--- MATERIALS PROVIDED Enclosed Below ---

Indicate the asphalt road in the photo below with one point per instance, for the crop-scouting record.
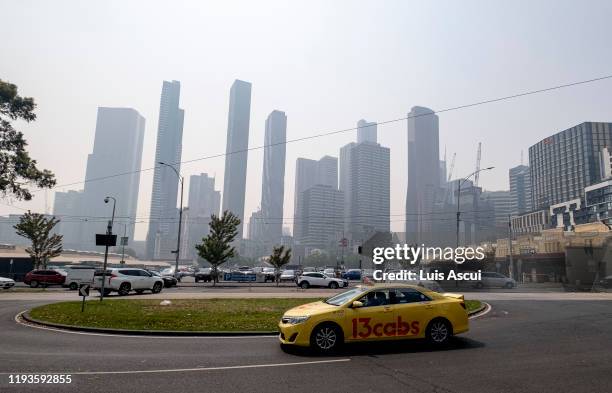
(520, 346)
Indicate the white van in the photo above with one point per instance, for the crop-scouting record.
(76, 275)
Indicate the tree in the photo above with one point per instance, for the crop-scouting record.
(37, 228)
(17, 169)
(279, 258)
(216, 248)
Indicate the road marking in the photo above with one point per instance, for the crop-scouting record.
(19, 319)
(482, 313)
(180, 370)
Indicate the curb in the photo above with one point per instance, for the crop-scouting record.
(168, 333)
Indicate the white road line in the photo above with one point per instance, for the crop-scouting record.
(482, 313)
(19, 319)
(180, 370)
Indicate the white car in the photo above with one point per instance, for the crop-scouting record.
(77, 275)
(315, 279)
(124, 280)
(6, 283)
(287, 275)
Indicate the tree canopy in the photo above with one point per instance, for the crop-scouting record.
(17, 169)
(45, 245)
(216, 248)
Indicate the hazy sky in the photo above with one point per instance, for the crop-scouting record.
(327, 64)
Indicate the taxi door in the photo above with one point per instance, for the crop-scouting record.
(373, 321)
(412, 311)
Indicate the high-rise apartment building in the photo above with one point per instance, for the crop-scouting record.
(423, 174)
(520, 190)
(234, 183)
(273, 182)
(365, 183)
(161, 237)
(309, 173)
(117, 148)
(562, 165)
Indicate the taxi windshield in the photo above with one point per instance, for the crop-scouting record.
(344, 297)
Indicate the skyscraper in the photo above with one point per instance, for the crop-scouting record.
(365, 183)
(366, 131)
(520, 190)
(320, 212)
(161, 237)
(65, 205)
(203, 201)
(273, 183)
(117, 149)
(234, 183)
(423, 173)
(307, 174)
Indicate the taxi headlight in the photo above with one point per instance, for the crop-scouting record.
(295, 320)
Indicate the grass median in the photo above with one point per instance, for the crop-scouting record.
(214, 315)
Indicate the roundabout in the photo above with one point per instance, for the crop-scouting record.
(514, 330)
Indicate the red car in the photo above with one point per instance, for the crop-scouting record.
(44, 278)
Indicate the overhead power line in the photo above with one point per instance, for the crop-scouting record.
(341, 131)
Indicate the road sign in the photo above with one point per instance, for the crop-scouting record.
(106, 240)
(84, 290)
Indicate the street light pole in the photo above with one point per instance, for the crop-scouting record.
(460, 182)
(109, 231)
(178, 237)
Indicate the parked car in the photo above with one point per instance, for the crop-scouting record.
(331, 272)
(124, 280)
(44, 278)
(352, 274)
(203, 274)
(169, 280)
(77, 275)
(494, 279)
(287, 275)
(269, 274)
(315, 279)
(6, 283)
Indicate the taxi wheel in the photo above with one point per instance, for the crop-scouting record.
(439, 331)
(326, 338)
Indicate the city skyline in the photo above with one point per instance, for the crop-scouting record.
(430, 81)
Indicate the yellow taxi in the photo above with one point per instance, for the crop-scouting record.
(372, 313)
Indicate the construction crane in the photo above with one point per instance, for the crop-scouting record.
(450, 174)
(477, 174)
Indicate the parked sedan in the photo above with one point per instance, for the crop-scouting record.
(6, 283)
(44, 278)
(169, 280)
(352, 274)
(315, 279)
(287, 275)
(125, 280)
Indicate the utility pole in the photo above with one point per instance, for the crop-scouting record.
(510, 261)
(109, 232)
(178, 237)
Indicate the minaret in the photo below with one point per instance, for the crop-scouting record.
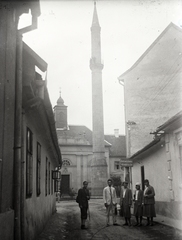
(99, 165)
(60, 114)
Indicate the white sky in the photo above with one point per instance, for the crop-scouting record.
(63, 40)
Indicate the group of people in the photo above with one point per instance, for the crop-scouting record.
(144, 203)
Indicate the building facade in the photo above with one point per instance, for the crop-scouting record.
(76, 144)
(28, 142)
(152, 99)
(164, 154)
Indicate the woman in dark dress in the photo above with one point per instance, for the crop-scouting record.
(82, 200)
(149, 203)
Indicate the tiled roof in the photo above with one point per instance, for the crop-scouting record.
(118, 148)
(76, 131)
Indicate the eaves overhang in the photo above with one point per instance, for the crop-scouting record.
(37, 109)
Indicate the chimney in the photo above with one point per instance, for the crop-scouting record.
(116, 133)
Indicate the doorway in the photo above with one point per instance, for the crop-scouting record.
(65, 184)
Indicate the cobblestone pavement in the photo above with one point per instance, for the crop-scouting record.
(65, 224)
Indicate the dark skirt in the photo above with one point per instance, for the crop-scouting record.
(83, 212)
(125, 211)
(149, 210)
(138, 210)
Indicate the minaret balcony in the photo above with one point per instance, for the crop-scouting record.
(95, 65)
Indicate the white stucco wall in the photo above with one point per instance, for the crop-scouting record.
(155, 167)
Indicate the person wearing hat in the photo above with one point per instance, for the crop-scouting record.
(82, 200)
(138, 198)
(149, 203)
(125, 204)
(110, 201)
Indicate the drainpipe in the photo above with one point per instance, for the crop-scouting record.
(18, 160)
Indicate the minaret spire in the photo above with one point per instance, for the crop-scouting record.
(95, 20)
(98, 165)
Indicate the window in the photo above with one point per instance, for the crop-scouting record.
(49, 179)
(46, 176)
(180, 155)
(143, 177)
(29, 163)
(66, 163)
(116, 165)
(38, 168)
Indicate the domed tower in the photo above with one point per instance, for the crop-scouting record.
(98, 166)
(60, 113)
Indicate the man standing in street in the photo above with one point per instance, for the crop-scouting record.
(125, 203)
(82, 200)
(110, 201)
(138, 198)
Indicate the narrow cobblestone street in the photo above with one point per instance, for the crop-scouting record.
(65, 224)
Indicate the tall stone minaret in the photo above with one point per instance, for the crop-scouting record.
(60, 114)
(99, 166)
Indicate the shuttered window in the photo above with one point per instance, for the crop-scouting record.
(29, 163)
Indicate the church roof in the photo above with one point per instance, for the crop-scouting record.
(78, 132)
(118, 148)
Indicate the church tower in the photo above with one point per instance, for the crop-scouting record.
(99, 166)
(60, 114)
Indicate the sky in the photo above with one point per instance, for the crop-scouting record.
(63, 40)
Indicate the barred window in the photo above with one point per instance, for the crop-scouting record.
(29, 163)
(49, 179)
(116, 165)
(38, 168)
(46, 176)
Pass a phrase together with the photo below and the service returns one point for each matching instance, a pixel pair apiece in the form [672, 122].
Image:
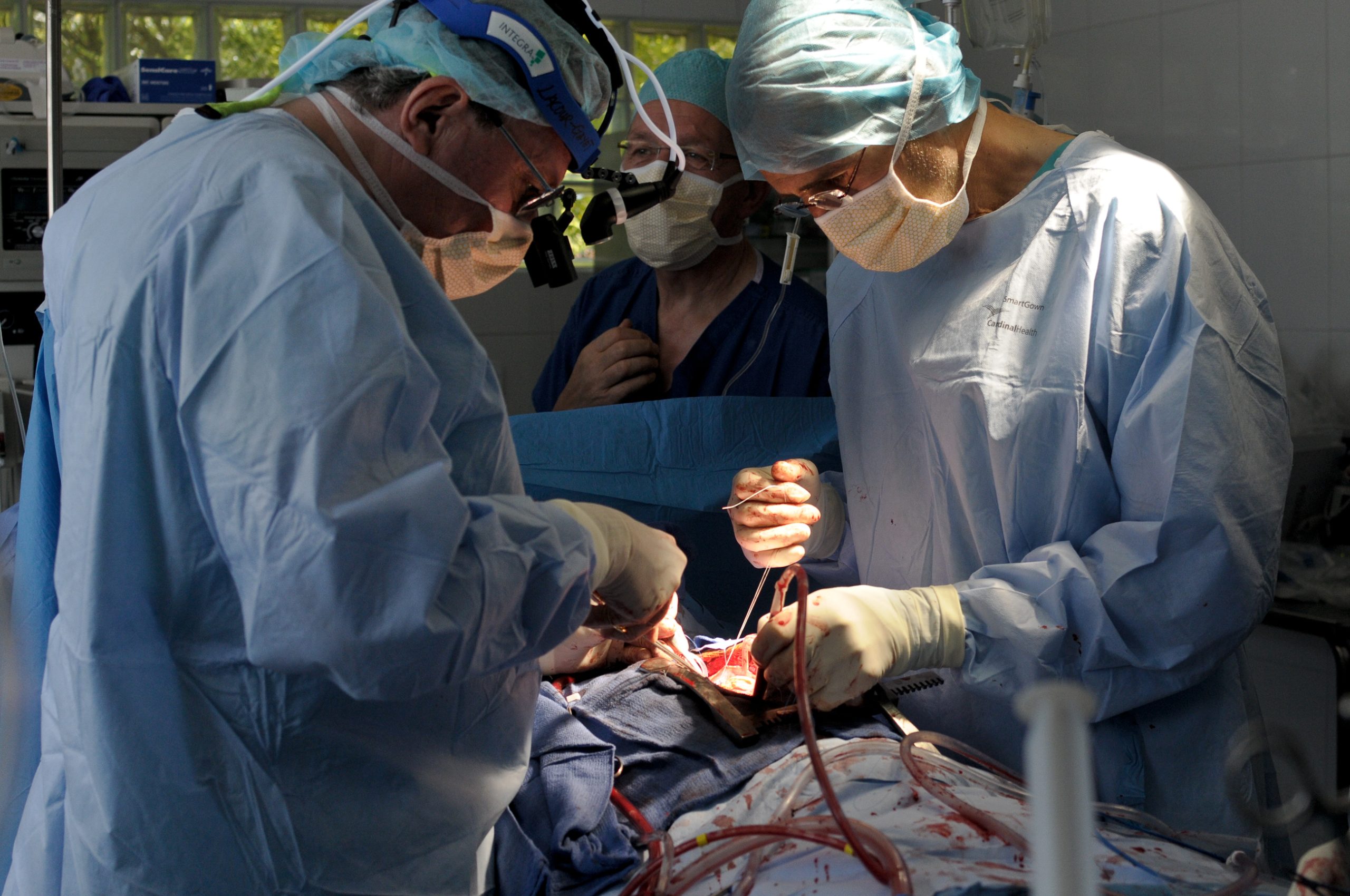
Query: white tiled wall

--- End of Enclosed MATERIALS PROVIDED ---

Please write out the entire listing above exactly, but leave the pictures out.

Indicate the asphalt road in the photo below with one point per instance, for the crop-scouting record.
(520, 346)
Indicate the white van in the photo above with one point per instance, for the crop-scouting record.
(76, 275)
Indicate the tree in the photo above with one point per instance, for the crop-scouting record.
(37, 228)
(17, 169)
(279, 258)
(216, 248)
Indicate the road marking in the photo above with one point per instance, for the crop-scouting record.
(19, 319)
(482, 313)
(180, 370)
Indicate the curb in the photo above with one point per instance, for the crop-scouting record.
(168, 333)
Indicate the white road line in the photo above with one point per instance, for the crop-scouting record.
(482, 313)
(19, 319)
(180, 370)
Indicate the white car in the photo above with one point per instance, for the crop-scouting record.
(77, 275)
(315, 279)
(124, 280)
(6, 283)
(287, 275)
Indicate the tree canopy in the photo above with one point per instance, for the crop-scouting record.
(17, 169)
(45, 245)
(216, 248)
Indicate the hazy sky in the photo above with one point per instance, for the crop-scouting record.
(327, 64)
Indicate the taxi door in the photo above with one point per instance, for the crop-scouting record.
(373, 321)
(412, 311)
Indicate the high-rise apartment building in the photo above with one point per instance, for the crop-scouting record.
(423, 174)
(520, 190)
(234, 183)
(273, 182)
(365, 183)
(161, 237)
(309, 173)
(117, 148)
(562, 165)
Indicate the taxi windshield in the photo above with one point per instance, for the crop-scouting record.
(344, 297)
Indicate the skyscraper in the photo above with one point per instance, for the crop-scouting record.
(365, 183)
(366, 131)
(520, 190)
(320, 212)
(161, 237)
(65, 205)
(203, 201)
(273, 183)
(117, 149)
(234, 183)
(423, 173)
(307, 174)
Indicate the taxi headlight in the photo above with one point per instance, for the crop-scouting record.
(295, 320)
Indicate the grass median in the photo above with one point per instance, for the crop-scouting record.
(214, 315)
Indicate the roundabout in the photo above with one point per instance, for the crop-scouting record.
(514, 330)
Indicate the red car in the photo above with one point per instance, for the crop-scouting record.
(44, 278)
Indicate the overhead power line in the photo above with one point per instance, for the crop-scouting record.
(341, 131)
Indicate the road sign in the photo above with one point per instance, for the crop-scouting record.
(106, 240)
(84, 290)
Indicate the street light pole in the photo above with one point per instance, for the crop-scouting record.
(460, 182)
(109, 231)
(178, 237)
Indicate the parked car in the photo above with one point per instance, for the crop-scouting record.
(331, 272)
(124, 280)
(44, 278)
(352, 274)
(203, 274)
(169, 280)
(77, 275)
(494, 279)
(287, 275)
(269, 274)
(315, 279)
(6, 283)
Indicate the taxi wheel in the photo above with one point per instance, for the crop-scouting record.
(439, 331)
(326, 338)
Indicate the city skyline in the photo above with one point per instance, for the crop-scouting record.
(430, 81)
Indicate the yellow taxi in the photo above with one point per instance, for the crop-scouting record.
(372, 313)
Indicate the construction crane in the photo above with one point per instance, for the crop-scouting record.
(450, 174)
(477, 174)
Indicate the parked sedan in the photo above with one point per instance, for the crop-scouting record.
(6, 283)
(44, 278)
(169, 280)
(352, 274)
(315, 279)
(287, 275)
(125, 280)
Indicate the utility pole in the photo above with one point per instance, for the crop-scouting record.
(510, 261)
(109, 232)
(178, 237)
Indicate the minaret in the photo below with one point per instance, for the crop-scouting record.
(99, 165)
(60, 114)
Indicate the white sky in the photo above with one point per instance, for the crop-scouting record.
(63, 40)
Indicate the group of people in the photo above with one point per instance, for the crop-scouting record.
(144, 203)
Indicate the building facade in the photo above with one point per instance, for the crop-scouting record.
(76, 144)
(28, 142)
(152, 99)
(164, 154)
Indicate the woman in dark dress in the photo above with one point per instance, for the crop-scouting record.
(82, 200)
(149, 203)
Indicate the tiled roof in the photo above with one point per instance, for the crop-scouting record.
(118, 148)
(76, 131)
Indicate the eaves overhang in the photo above with one point per instance, for the crop-scouting record.
(37, 109)
Indicate the chimney in the photo above with one point per instance, for the crop-scouting record.
(116, 133)
Indicate the doorway in the photo above with one point per instance, for the crop-scouting record.
(65, 184)
Indicate the cobblestone pavement in the photo above with one point per instance, for the crop-scouting record.
(65, 224)
Indicate the dark skirt in the photo above with one point per instance, for the crop-scouting record.
(83, 212)
(125, 211)
(149, 210)
(138, 210)
Indicate the minaret balcony in the photo above with one point per instance, for the crop-scouting record.
(95, 65)
Indicate the white stucco wall in the photo above with one point per instance, for the crop-scouting record.
(155, 167)
Indicate the person wearing hat in the photo above with one point per instance, for the crop-scouting record.
(82, 200)
(138, 198)
(149, 203)
(125, 204)
(110, 201)
Indicate the drainpipe in the photo above with one point per instance, for the crop-scouting record.
(18, 160)
Indicate the minaret spire in the photo above with one point per instance, for the crop-scouting record.
(95, 20)
(98, 165)
Indicate the window in the photo above with one point per instance, for the crop-scouting record.
(49, 179)
(46, 176)
(180, 155)
(143, 177)
(29, 163)
(66, 163)
(116, 165)
(38, 168)
Indicate the domed tower in the photo above with one point per instance, for the crop-scouting record.
(98, 166)
(60, 113)
Indicate the man standing in street in the photo above with one point per instance, for the crop-scouting record.
(125, 203)
(82, 200)
(110, 201)
(138, 198)
Indicate the narrow cobblestone street in the photo above with one point per instance, for the crop-scouting record.
(65, 224)
Indicate the tall stone minaret in the photo above with one point per instance, for the crop-scouting record.
(60, 114)
(99, 166)
Indicate the shuttered window in the photo above with one point per instance, for the crop-scouting record.
(29, 163)
Indicate the church roof in the photo above with one point per instance, for the crop-scouting record.
(78, 132)
(118, 148)
Indicate the church tower in the photo above with one point per instance, for the crop-scouting record.
(99, 166)
(60, 114)
Indicate the sky in the photo above with one point per instance, for the crop-scouting record.
(63, 40)
Indicate the barred window in the photo above with one point per instance, for the crop-scouting record.
(29, 163)
(49, 179)
(116, 165)
(38, 168)
(46, 176)
Pass a phrase together with the photo below and the service returns one point for each matching instance, a pixel pair apiece in the form [672, 122].
Image:
Query: white tiled wall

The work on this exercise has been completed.